#### [Set exercise]
Starting at the beginning of the data and ending at the line that contains "290, 319, 397]]", reproduce every line with each bounding-box coordinate in the answers increased by 106. Omit the pictures from your reply.

#### [Working data]

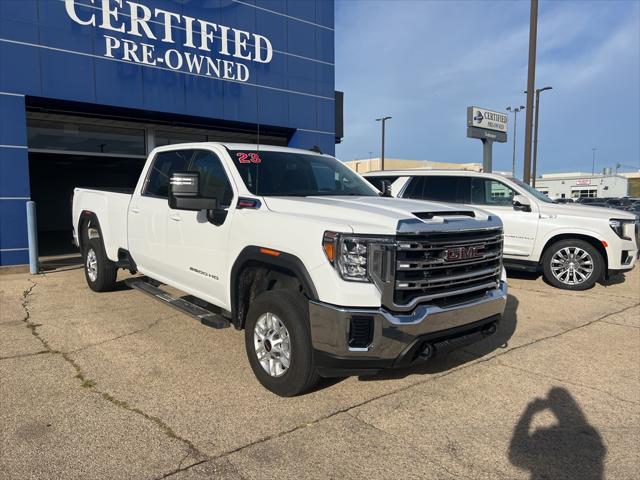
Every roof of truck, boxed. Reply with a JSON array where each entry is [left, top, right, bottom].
[[151, 142, 328, 155], [362, 168, 509, 177]]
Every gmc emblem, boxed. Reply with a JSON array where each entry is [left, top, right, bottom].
[[440, 245, 484, 262]]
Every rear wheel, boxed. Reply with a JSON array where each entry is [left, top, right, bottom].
[[542, 239, 604, 290], [84, 238, 118, 292], [245, 290, 319, 397]]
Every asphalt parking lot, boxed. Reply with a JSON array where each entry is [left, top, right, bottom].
[[0, 268, 640, 480]]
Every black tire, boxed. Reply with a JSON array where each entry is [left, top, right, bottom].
[[542, 239, 605, 290], [83, 238, 118, 292], [244, 290, 320, 397]]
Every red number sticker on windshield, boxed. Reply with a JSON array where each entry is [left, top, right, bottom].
[[236, 152, 262, 163]]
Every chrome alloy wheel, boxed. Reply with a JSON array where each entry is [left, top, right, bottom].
[[87, 248, 98, 282], [551, 247, 594, 285], [253, 312, 291, 377]]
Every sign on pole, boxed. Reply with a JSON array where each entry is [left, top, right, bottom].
[[467, 106, 508, 172]]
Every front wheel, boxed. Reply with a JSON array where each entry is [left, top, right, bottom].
[[245, 290, 319, 397], [542, 239, 604, 290]]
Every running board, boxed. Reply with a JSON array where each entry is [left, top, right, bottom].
[[125, 277, 230, 328]]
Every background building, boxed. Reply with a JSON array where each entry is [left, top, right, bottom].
[[0, 0, 336, 265], [344, 157, 482, 173], [536, 172, 629, 198]]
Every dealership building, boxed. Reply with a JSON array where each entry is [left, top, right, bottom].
[[536, 172, 629, 198], [0, 0, 341, 265]]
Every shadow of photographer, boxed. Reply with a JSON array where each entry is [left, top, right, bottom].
[[509, 387, 607, 480]]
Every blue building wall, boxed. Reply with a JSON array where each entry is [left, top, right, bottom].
[[0, 0, 335, 265]]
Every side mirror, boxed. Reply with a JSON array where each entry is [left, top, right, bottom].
[[169, 172, 218, 211], [513, 195, 531, 212], [380, 180, 393, 197]]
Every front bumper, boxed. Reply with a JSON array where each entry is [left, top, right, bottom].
[[309, 282, 507, 376]]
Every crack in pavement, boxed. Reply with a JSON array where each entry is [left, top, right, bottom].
[[0, 350, 53, 361], [163, 302, 640, 478], [509, 285, 638, 301], [16, 280, 640, 478], [64, 316, 168, 355], [346, 412, 484, 480], [497, 360, 640, 406], [21, 279, 209, 470]]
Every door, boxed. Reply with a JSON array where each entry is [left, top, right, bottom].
[[127, 150, 190, 279], [167, 150, 234, 309], [471, 177, 539, 257]]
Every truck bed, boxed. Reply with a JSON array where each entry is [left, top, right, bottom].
[[73, 188, 134, 261]]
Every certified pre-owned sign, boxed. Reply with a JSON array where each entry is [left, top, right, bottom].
[[64, 0, 273, 82], [467, 107, 507, 132]]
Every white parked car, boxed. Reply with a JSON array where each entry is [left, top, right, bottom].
[[364, 170, 639, 290], [73, 143, 507, 396]]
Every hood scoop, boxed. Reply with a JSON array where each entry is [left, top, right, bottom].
[[411, 210, 476, 220]]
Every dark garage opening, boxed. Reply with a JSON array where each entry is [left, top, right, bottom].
[[29, 152, 145, 257]]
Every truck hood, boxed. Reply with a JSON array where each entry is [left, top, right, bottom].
[[264, 196, 501, 235], [539, 203, 635, 222]]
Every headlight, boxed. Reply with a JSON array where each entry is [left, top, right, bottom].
[[322, 232, 390, 282], [609, 218, 636, 240]]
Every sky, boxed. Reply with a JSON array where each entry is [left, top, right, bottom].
[[335, 0, 640, 176]]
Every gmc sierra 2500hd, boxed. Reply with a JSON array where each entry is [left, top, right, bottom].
[[73, 143, 507, 396]]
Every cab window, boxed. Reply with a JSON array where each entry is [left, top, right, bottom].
[[403, 175, 469, 203], [189, 150, 233, 207], [142, 150, 193, 198], [471, 178, 515, 205]]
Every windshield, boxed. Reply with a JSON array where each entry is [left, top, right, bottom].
[[229, 150, 378, 197], [509, 177, 553, 203]]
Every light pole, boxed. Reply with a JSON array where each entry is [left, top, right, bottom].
[[522, 0, 538, 183], [507, 105, 524, 177], [524, 87, 553, 187], [376, 117, 391, 170]]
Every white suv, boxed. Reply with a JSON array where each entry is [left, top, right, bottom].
[[364, 170, 639, 290]]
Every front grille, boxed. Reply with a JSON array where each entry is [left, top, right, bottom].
[[394, 229, 503, 305]]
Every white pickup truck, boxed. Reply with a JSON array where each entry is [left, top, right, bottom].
[[73, 143, 507, 396], [364, 170, 639, 290]]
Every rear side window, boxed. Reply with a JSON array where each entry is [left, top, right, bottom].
[[143, 150, 193, 198], [403, 175, 470, 203]]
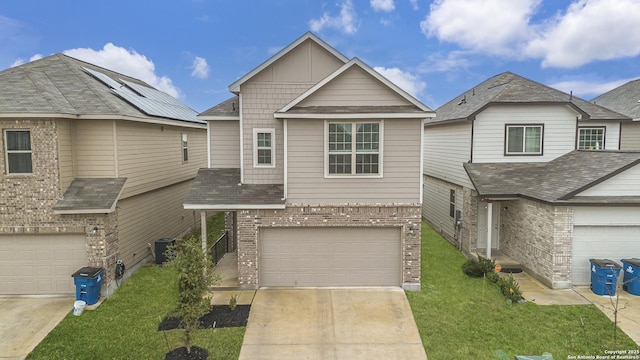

#### [The completed task]
Every roof of truck, boxed. Reply with a JSON array where each entry is [left, top, right, bottom].
[[257, 248, 434, 261], [468, 274, 615, 283]]
Every gmc emblem, boxed. Reply with a JSON array where each entry is [left, top, right, bottom].
[[546, 351, 590, 368]]
Every rear wheel, boxed. Reply with a JSON array where each entry is [left, top, right, bottom].
[[648, 345, 710, 396], [190, 344, 224, 398], [351, 396, 425, 503]]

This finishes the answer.